Written tasks:
A. In the passage on North Carolina's Democratic Party, about how much money did the state party have in the bank in March 2010?
B. List every measure that the passage on North Carolina's Democratic Party says Republicans passed in the 2013 legislative session.
C. Carry on the passage about North Carolina's Democratic Party from its final sentence.

Page text:
====

As the meeting progresses, it’s clear that Voller is trying to lead a party in shambles. The Democrats dominated North Carolina politics for generations, resisting even the massive shift in American politics following the Civil Rights and Voting Rights acts of the mid-1960s, when most Southern states switched from solidly Democratic to dependably Republican. Through it all, the Democrats managed to hold at least one legislative house, if not both, and often the governor’s mansion.
That all changed in 2010, when Republicans took control of both houses of the General Assembly for the first time in 140 years. Their victories in a census year allowed them to redraw Congressional and legislative district lines to their advantage. In 2012, Republicans’ hold tightened: They achieved veto-proof supermajorities in both the House and Senate and won the governor’s office for the first time in two decades. In the 2013 legislative session, Republicans encountered only token opposition as they passed law after law that, among other things, restricted voting rights and access to abortion services, instituted corporate-friendly tax reform, and established a school voucher program—a blitzkrieg of conservative legislation unmatched in the state’s history.
That’s the bleak backdrop against which Voller tries to rally the assembled Democrats in the room in Greensboro. Again and again, Voller emphasizes a single message: “We’ve got to bring in more money.” The state party has about $250,000 on hand in a midterm election year, far less than at this point in previous midterm years; in March 2010, it had about $400,000 in the bank. As he exhorts the party members, Voller sounds more like a preacher than a party chair.
“I had tax problems because I couldn’t get a loan,” he tells the crowd. “My father died the day after David Parker left as [state party] chairman [in 2012], and if I hadn’t been at that meeting, I would’ve been with my father, and that still pains me.” With a flourish, he pledges to contribute $5,000 of his own money to the party’s campaign fund.
“That’s from me personally,” he says, voice rising. “Because I believe in this party. I believe in this party.” Scattered applause and a few murmurs of agreement rise from the group.
***
This fall, North Carolina will host one of the most important political races in the nation, for the U.S. Senate seat held by Democrat Kay Hagan. The race may determine which party controls the Senate, and the Hagan campaign is busy planning its volunteer and fundraising efforts.
And it’s not coordinating those through the state Democratic Party.

====

Given records:
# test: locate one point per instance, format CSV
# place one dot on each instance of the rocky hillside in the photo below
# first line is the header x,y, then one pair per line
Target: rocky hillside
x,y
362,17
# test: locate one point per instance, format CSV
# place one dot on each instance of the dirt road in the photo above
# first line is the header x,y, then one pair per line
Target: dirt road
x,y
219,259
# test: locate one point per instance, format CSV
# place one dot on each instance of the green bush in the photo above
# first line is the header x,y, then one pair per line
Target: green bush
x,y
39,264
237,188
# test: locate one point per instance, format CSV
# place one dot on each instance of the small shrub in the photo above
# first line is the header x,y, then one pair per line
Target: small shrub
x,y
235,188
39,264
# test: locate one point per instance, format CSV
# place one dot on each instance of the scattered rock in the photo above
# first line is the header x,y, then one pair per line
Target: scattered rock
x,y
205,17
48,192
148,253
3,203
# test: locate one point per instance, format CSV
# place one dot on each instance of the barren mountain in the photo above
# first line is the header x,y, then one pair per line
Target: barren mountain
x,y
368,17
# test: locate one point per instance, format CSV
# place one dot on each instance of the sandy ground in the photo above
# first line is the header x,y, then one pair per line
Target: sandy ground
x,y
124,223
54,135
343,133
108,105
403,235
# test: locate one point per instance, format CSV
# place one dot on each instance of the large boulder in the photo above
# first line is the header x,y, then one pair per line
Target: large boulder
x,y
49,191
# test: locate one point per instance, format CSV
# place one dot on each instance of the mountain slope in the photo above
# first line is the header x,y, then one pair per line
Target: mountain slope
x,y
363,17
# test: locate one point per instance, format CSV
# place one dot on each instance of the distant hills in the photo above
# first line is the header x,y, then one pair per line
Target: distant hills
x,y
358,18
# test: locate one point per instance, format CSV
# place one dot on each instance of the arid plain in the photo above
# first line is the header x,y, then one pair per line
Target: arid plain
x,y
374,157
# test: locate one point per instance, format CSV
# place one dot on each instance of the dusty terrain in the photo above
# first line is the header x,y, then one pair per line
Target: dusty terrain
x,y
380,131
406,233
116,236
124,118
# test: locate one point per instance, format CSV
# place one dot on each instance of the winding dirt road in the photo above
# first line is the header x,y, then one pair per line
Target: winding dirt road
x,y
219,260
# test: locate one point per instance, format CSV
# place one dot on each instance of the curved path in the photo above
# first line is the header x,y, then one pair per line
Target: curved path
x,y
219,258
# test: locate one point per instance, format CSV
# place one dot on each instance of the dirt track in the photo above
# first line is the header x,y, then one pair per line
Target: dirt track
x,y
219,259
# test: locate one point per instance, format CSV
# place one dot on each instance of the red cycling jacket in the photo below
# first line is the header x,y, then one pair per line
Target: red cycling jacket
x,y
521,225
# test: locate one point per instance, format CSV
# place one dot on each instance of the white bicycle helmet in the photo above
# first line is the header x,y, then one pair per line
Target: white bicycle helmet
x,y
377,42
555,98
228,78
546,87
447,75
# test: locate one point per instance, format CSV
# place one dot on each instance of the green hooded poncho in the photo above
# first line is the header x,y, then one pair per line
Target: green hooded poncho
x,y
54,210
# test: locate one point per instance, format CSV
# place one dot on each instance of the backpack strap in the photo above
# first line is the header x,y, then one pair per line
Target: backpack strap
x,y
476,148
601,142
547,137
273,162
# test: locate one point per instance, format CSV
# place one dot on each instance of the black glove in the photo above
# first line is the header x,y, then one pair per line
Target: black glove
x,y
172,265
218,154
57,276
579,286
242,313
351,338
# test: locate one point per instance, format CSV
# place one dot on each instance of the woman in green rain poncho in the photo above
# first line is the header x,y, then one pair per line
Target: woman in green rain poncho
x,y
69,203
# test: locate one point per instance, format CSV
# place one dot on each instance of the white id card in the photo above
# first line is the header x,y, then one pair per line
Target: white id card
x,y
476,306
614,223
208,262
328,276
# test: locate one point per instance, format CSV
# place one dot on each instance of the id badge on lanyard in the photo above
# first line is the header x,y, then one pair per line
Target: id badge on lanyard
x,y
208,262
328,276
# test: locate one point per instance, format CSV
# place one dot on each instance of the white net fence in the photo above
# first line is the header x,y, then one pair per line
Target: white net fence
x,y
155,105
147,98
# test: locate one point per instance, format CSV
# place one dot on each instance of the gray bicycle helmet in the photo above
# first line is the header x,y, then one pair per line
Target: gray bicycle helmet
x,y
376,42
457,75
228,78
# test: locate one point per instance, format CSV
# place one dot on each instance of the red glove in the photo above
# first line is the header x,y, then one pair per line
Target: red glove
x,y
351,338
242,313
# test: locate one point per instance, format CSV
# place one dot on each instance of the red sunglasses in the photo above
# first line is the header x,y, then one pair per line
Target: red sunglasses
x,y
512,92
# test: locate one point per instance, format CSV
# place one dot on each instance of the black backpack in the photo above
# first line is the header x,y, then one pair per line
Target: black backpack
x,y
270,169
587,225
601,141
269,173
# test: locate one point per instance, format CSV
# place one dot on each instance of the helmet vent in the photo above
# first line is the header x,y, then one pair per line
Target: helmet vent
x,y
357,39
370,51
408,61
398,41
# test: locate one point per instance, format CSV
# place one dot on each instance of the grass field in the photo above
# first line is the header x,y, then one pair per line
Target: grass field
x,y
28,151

====

Responses in order:
A. About $400,000.

B. Restricting voting rights; restricting access to abortion services; instituting corporate-friendly tax reform; establishing a school voucher program.

C.
That’s unusual. State parties are usually the default vehicles for large, statewide campaigns. But this spring, Hagan campaign leaders determined that the Wake County party was a better choice. The North Carolina state party, they said, needed to get its house in order. “With all the drama within the state party, we thought it would be best for it to not have that pressure on it at present,” says Ben Ray, communications director for Forward North Carolina, the coordinated Hagan-Wake County campaign. Ray speaks from experience. Until this year, he was the communications director for the state party.
It’s easy to mock the state party’s lack of organization and recent habit of playing musical chairs with its leadership. In 2012, chairman David Parker declined to run for re-election after he approved a secret agreement to buy the silence of a former staffer who had accused the party’s executive director, Jay Parmley, of sexual harassment. The party was helpless to prevent the Republican electoral routs of 2010 and 2012—and this after the triumph of 2008, when President Obama carried the state, the first Democrat to do so in 32 years.
But the reality is more complex. And although there’s no denying Democratic complacency, fecklessness, and outright bumbling over the last four years, even an organized and well-funded party would have had trouble fending off the series of blows that struck in 2010.
It was the year when the Tea Party rose as an electoral force. At the same time, a number of veteran Democratic leaders in the General Assembly had left or were preparing to leave office. It coincided with midterm elections, usually a sour year for the sitting president’s party.
And more: It was the year when the U.S. Supreme Court lifted longstanding restrictions on campaign spending—which allowed wealthy Republican donors such as Art Pope, now the state’s budget director, to pump millions into legislative races across the state. Most important, Democrats statewide lost legislative races in a census year, which allowed Republicans to redraw the district lines.
“Defeat has a million fathers,” says longtime Democratic political consultant Morgan Jackson of Raleigh, “and they all came together in 2010.” The party has been trying to recover ever since.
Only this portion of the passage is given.